(WORK INSTRUCTIONS) Transcribe the stretch of the essay on aging and the meaning of life from "Some existentialists of" through "or suffer despair.".

(SOURCE EXTRACT)
===============
Aging and the Meaning of Life
“We do not exist for ourselves.” Thomas Merton.
I am now 80 years old. That number, 80, made me stop and think about passaging time. How can I be 80 when I used to be 20? The answer is that time moves on inevitably. Indeed, it does. The next question is, what is life all about? What is the meaning of life? Ultimately, that is a question we all try to answer.
The other day I met a neighbor in the corridor of my building. We greeted each other. She asked how I was. I told her I felt sad because my wife passed away seven years ago. I also told her we would have been married 57 years. She was empathetic and reminded me that her daughter had died three years ago. Both my neighbor and I are elderly. My wife died before her time at age seventy, and her daughter died three years ago at age forty. We both asked what life is all about.
Irvin Yalom, one of the eminent psychiatrists of our time, in an interview for Psychology Today Magazine regarding the meaning of life, said:
“I think all kinds of meanings in life transcend yourself. They’re linked to other generations of people around us, our children, and our families. We’re passing on something of ourselves to others. That’s what makes our life full of meaning. It’s hard to have meaning in a closet encapsulated by nothing. You must expand your life and do what you can for others.”
People have asked me why I returned to work after having retired. The answer is fairly simple. Besides that, I found retirement profoundly boring. I wanted to return to doing something that always gave my life meaning. I enjoy being a clinical social worker. I enjoy working with people in psychotherapy. I am helping people find meaning in their lives.
Viktor Frankl, the famous psychiatrist who survived the concentration camps of Nazi Germany, learned a lot about the meaning of life as he watched many die. He saw others survive the horrors of the camps. Writing about the meaning of life in his book, Man’s Search for Meaning, he states:
“This uniqueness and singleness, which distinguishes each individual and gives meaning to his existence, bears creative work as much as it does on human love. When the impossibility of replacing a person is realized, it allows a man’s responsibility for his existence and its continuance to appear in all its magnitude. A man who becomes conscious of his responsibility toward someone who affectionately waits for him or to unfinished work. He knows the reason for his existence.
Some existentialists of the twentieth century believed that life has no meaning. Writing about one of his high school science teachers, Frankl remembered his declaring to the class:
“Life is nothing more than a combustion process, a process of oxidation.” Frankl jumped out of his chair and responded, “Sir, if this is so, then what can be the meaning of life?”
Camus, Sartre, and other Existentialists felt the same as Frankl and Yalom. I’m afraid I have to disagree. My life is meaningful because of my responsibility to my fellow human beings, including my family and friends. Call it spiritual, call it religious, call it what you want, but we must all find the meaning of life for ourselves or suffer despair.
Erik Erikson writes about this when he discusses the Eight Stages of Man in his book, Childhood and Society.
In life's eighth and final stage, a person looks back and assesses their achievements. If there is a sense of achieving goals, life feels complete. Yalom and Frankl state that success in life includes relating to other people. As John Dunn wrote centuries ago, “no man is an island.” We interact with and need one another.
Finally, because it is essential to our health, we are continuously motivated to seek experience, purpose, and meaning. It is like food, an everyday desire.
===============
(THE DATA)
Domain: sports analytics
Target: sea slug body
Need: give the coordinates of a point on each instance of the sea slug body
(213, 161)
===============
(TASK RESPONSE)
Some existentialists of the twentieth century believed that life has no meaning. Writing about one of his high school science teachers, Frankl remembered his declaring to the class:
“Life is nothing more than a combustion process, a process of oxidation.” Frankl jumped out of his chair and responded, “Sir, if this is so, then what can be the meaning of life?”
Camus, Sartre, and other Existentialists felt the same as Frankl and Yalom. I’m afraid I have to disagree. My life is meaningful because of my responsibility to my fellow human beings, including my family and friends. Call it spiritual, call it religious, call it what you want, but we must all find the meaning of life for ourselves or suffer despair.